- _To be done_: Copy exactly the lines of the records below, starting at the line that contains "Expected behaviour: the pointer locates the wooden" and continuing through the last line, both included; omit any pictures.

- _Data entries_:

'''

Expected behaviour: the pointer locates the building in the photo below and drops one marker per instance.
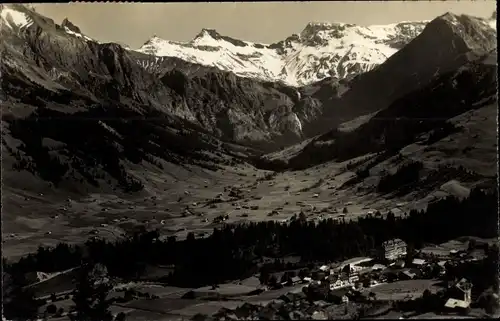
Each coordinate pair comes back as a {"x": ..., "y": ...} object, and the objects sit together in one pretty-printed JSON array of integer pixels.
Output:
[
  {"x": 418, "y": 262},
  {"x": 460, "y": 295},
  {"x": 392, "y": 250}
]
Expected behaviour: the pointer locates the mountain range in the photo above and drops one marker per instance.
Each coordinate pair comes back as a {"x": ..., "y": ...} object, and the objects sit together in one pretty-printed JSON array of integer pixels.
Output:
[
  {"x": 321, "y": 50},
  {"x": 78, "y": 112}
]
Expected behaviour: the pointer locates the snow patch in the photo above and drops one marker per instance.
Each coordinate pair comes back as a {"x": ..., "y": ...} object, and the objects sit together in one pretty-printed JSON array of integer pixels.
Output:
[
  {"x": 15, "y": 19},
  {"x": 321, "y": 50},
  {"x": 76, "y": 34}
]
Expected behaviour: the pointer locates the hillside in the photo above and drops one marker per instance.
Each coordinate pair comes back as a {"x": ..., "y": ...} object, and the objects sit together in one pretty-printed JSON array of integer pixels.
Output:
[{"x": 321, "y": 50}]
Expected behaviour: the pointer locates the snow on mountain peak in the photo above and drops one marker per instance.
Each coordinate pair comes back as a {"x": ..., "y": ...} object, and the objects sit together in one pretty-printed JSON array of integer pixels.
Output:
[
  {"x": 14, "y": 18},
  {"x": 321, "y": 50}
]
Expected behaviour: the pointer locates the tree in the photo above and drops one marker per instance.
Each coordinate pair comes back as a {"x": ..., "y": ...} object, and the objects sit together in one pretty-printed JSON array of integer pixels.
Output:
[
  {"x": 472, "y": 244},
  {"x": 91, "y": 303},
  {"x": 273, "y": 280},
  {"x": 120, "y": 316},
  {"x": 264, "y": 276},
  {"x": 51, "y": 309},
  {"x": 410, "y": 253},
  {"x": 60, "y": 312}
]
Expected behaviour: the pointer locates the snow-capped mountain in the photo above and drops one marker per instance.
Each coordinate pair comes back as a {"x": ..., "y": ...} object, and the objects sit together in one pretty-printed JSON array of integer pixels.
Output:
[{"x": 321, "y": 50}]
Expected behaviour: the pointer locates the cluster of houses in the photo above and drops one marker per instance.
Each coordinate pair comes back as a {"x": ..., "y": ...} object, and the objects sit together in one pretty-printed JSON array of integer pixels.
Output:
[{"x": 390, "y": 264}]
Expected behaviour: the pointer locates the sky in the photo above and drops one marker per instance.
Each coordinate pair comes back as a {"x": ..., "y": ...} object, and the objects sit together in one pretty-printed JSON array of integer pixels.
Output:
[{"x": 264, "y": 22}]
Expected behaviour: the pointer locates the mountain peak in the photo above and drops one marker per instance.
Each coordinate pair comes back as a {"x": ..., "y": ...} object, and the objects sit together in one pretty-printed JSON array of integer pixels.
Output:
[
  {"x": 475, "y": 33},
  {"x": 68, "y": 24},
  {"x": 207, "y": 32}
]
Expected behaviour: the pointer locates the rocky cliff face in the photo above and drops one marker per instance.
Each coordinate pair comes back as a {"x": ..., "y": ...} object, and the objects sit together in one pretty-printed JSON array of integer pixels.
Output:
[
  {"x": 77, "y": 108},
  {"x": 320, "y": 51}
]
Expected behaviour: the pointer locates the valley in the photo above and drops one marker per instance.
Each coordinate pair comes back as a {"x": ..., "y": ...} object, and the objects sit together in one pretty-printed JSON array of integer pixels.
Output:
[{"x": 345, "y": 172}]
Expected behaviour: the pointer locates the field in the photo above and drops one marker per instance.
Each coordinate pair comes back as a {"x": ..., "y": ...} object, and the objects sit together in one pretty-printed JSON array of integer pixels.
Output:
[
  {"x": 402, "y": 290},
  {"x": 33, "y": 218}
]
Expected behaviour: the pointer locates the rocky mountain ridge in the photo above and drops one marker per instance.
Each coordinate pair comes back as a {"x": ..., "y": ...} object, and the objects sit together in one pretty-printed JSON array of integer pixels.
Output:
[
  {"x": 321, "y": 50},
  {"x": 74, "y": 106}
]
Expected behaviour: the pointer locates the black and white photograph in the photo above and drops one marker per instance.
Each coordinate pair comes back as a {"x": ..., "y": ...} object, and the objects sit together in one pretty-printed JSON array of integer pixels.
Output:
[{"x": 206, "y": 161}]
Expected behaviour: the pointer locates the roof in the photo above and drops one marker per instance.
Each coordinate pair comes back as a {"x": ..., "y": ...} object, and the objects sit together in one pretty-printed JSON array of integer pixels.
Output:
[
  {"x": 354, "y": 261},
  {"x": 410, "y": 274},
  {"x": 442, "y": 263},
  {"x": 463, "y": 284},
  {"x": 393, "y": 242},
  {"x": 418, "y": 261},
  {"x": 454, "y": 303}
]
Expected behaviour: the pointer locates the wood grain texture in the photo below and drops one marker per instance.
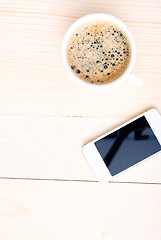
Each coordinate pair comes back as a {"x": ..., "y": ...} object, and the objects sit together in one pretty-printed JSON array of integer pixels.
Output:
[
  {"x": 32, "y": 78},
  {"x": 90, "y": 211},
  {"x": 45, "y": 118},
  {"x": 51, "y": 148}
]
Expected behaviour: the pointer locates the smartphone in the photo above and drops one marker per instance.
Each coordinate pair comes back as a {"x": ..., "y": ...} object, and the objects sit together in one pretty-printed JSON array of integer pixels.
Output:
[{"x": 125, "y": 146}]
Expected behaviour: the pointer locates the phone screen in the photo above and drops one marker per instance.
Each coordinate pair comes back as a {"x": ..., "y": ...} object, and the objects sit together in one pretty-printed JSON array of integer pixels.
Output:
[{"x": 128, "y": 145}]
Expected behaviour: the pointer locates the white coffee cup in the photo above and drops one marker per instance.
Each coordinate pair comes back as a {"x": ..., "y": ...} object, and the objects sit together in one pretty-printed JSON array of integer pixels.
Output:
[{"x": 128, "y": 74}]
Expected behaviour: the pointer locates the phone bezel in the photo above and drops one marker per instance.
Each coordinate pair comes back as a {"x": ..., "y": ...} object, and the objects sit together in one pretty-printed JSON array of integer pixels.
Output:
[{"x": 94, "y": 158}]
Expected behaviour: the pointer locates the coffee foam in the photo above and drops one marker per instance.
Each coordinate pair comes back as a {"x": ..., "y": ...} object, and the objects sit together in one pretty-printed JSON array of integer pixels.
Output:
[{"x": 98, "y": 52}]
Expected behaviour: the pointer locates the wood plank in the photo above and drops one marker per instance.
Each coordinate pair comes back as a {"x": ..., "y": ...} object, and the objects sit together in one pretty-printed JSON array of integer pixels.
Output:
[
  {"x": 67, "y": 210},
  {"x": 26, "y": 90},
  {"x": 51, "y": 148},
  {"x": 32, "y": 78}
]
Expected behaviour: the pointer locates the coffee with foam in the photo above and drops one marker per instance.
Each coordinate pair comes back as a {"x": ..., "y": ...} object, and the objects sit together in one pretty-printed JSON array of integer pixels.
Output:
[{"x": 98, "y": 52}]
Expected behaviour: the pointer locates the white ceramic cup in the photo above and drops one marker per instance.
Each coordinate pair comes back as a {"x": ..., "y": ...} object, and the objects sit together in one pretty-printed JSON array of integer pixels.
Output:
[{"x": 128, "y": 74}]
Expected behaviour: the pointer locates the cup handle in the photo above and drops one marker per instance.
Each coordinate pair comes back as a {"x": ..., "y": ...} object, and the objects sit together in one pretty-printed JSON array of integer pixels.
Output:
[{"x": 136, "y": 79}]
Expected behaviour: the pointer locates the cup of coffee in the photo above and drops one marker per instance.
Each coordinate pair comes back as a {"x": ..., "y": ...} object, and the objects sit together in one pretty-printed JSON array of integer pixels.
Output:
[{"x": 99, "y": 51}]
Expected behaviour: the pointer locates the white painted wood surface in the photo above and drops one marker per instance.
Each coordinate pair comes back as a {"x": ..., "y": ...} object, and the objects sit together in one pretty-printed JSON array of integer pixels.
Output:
[{"x": 45, "y": 118}]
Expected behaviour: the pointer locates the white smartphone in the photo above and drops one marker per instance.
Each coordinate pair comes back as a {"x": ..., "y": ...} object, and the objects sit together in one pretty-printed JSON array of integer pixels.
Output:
[{"x": 125, "y": 146}]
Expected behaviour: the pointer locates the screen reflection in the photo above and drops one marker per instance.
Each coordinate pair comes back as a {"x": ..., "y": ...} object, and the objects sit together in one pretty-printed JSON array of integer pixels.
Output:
[{"x": 128, "y": 146}]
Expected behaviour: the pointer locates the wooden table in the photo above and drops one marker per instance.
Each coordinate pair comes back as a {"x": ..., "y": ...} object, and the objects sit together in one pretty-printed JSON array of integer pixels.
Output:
[{"x": 47, "y": 189}]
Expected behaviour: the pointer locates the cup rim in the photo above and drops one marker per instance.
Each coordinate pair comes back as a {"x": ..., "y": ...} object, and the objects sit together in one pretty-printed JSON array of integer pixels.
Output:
[{"x": 93, "y": 17}]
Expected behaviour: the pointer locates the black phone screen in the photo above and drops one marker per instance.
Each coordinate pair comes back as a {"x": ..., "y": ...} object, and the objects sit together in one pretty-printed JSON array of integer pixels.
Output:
[{"x": 128, "y": 145}]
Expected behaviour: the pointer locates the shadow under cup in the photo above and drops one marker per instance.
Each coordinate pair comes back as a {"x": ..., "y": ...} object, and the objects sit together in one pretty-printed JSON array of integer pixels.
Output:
[{"x": 97, "y": 51}]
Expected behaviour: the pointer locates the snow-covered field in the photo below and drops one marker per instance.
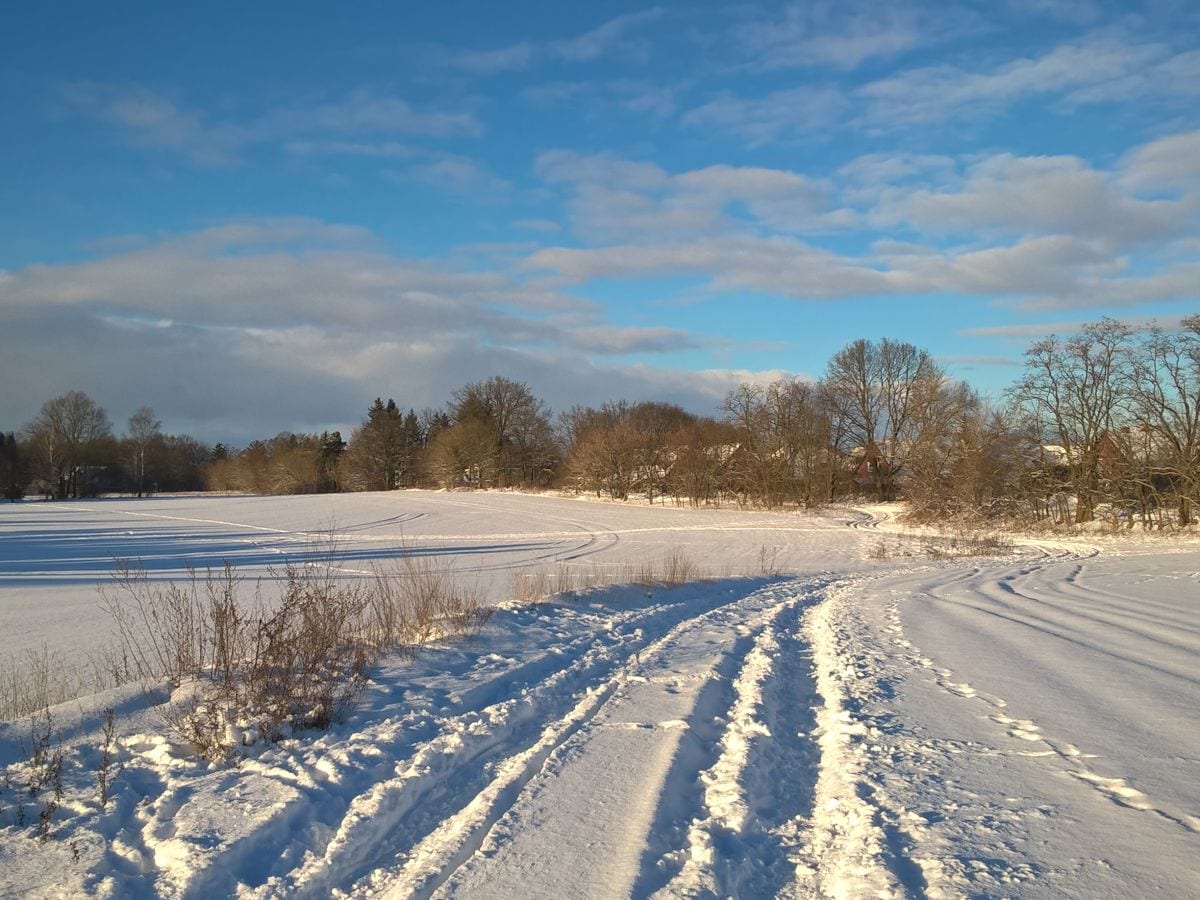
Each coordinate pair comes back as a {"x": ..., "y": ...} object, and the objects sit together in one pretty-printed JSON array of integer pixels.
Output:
[{"x": 871, "y": 723}]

'''

- _Result of the task_:
Expected behaviour: the pointer locates the wooden table in the photo above and drops one marker per instance.
Each coordinate pair comes back as a {"x": ..., "y": ...} object, and the objects sit together in one pretty-printed JSON array of integer pixels.
Output:
[{"x": 47, "y": 189}]
Expected behaviour: the pointer locates the cup rim in the photo above and drops one marker per instance.
Each coordinate pair comes back as a {"x": ..., "y": ...} object, and the objects sit together in one pretty-printed JSON array of integer pixels.
Output:
[{"x": 93, "y": 17}]
Expected behaviour: the pointer locates the black phone screen in the photo above and drops one marker per instance.
Each coordinate pair comes back as a {"x": ..., "y": ...} object, and the objects sit together in one pretty-printed JSON array of integer pixels.
Output:
[{"x": 128, "y": 145}]
Expected behaviour: the pointer locates the shadow under cup in the photo above and drops one marker per instance.
Each coordinate pair comes back as a {"x": ..., "y": ...} object, and the objects sit together in one pretty-printed JSON array of integer pixels.
Output:
[{"x": 97, "y": 51}]
Expected behaviour: the pointer locates the snow-covered field in the photo below and drops one marker per instance.
Each coordinate pair comes back as a {"x": ..., "y": ...} object, and the objects sit together in one pretty-printed JSON array of integer pixels.
Output:
[{"x": 871, "y": 723}]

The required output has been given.